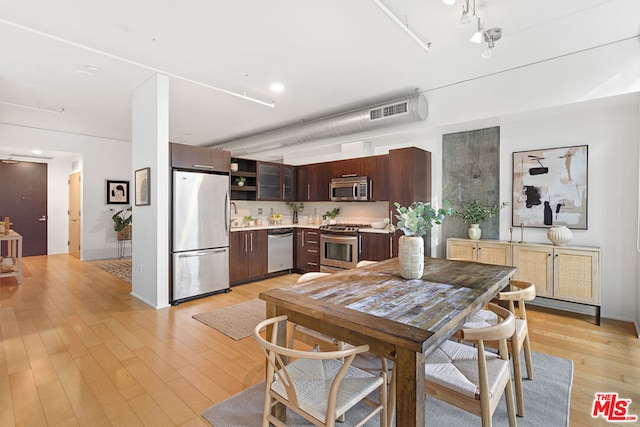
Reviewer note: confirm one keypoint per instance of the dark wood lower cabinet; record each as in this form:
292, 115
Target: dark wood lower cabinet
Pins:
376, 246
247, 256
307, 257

——

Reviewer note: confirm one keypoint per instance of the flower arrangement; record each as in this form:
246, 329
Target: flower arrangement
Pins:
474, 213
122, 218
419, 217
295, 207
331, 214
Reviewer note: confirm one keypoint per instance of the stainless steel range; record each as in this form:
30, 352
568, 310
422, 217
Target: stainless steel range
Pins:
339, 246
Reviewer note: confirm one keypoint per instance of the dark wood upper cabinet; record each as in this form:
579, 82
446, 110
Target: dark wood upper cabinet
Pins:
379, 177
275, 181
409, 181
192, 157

——

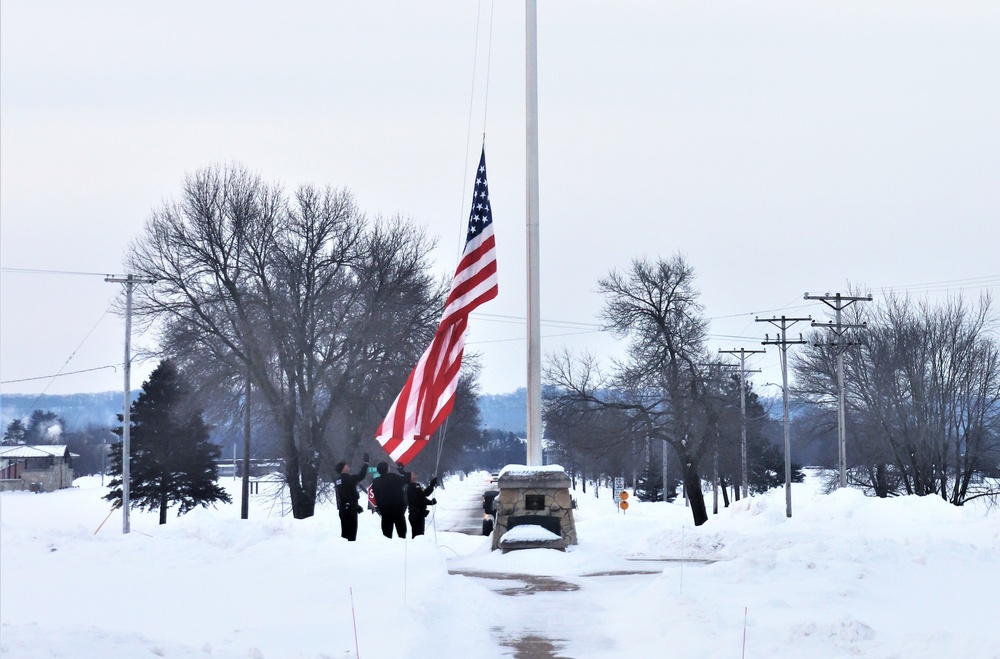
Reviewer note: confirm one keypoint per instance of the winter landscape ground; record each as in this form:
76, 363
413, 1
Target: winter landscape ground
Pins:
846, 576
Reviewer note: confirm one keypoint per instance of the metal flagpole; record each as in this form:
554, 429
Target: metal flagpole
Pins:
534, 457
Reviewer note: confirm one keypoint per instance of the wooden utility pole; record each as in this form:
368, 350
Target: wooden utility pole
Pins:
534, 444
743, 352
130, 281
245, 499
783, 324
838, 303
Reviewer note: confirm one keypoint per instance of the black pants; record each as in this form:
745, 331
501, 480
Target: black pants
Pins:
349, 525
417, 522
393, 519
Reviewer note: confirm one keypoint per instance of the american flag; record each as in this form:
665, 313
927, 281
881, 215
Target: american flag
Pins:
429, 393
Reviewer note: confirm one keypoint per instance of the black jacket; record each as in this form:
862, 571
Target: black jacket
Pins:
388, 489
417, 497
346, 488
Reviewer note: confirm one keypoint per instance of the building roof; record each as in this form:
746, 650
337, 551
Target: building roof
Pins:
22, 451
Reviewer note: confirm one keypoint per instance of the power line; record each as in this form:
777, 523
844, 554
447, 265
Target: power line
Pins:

——

§ Exercise
If a line of the records above holds the word "note", show it.

§ Output
Reviewer note: confirm one keypoint per instance of the dark wood lower cabinet; record each as in this form:
Reviewer note: confirm one keypoint per instance of the flower arrangement; record each as in this form:
Reviewer note: confirm one keypoint per instance of the stainless steel range; record each as in this form:
Reviewer note: confirm one keypoint per instance of the dark wood upper cabinet; record each as in this form:
Reviewer note: confirm one keypoint per instance of the winter landscape ground; record each as in this form:
Reviewer note: confirm one keypoint per instance of the metal flagpole; record each as in this form:
Reviewer note: confirm one keypoint per instance of the wooden utility pole; record each as in this form:
Reviewer note: confirm one keypoint per instance of the black pants; record each as in this form:
Reviewer note: confirm one keypoint per instance of the american flag; record each as in this form:
Reviewer note: confirm one keypoint per instance of the black jacket; record each as in this form:
Reviewer note: confirm one keypoint per instance of the building roof; record each as in this form:
Reviewer note: confirm one keypoint per instance of the power line; record each as in this form:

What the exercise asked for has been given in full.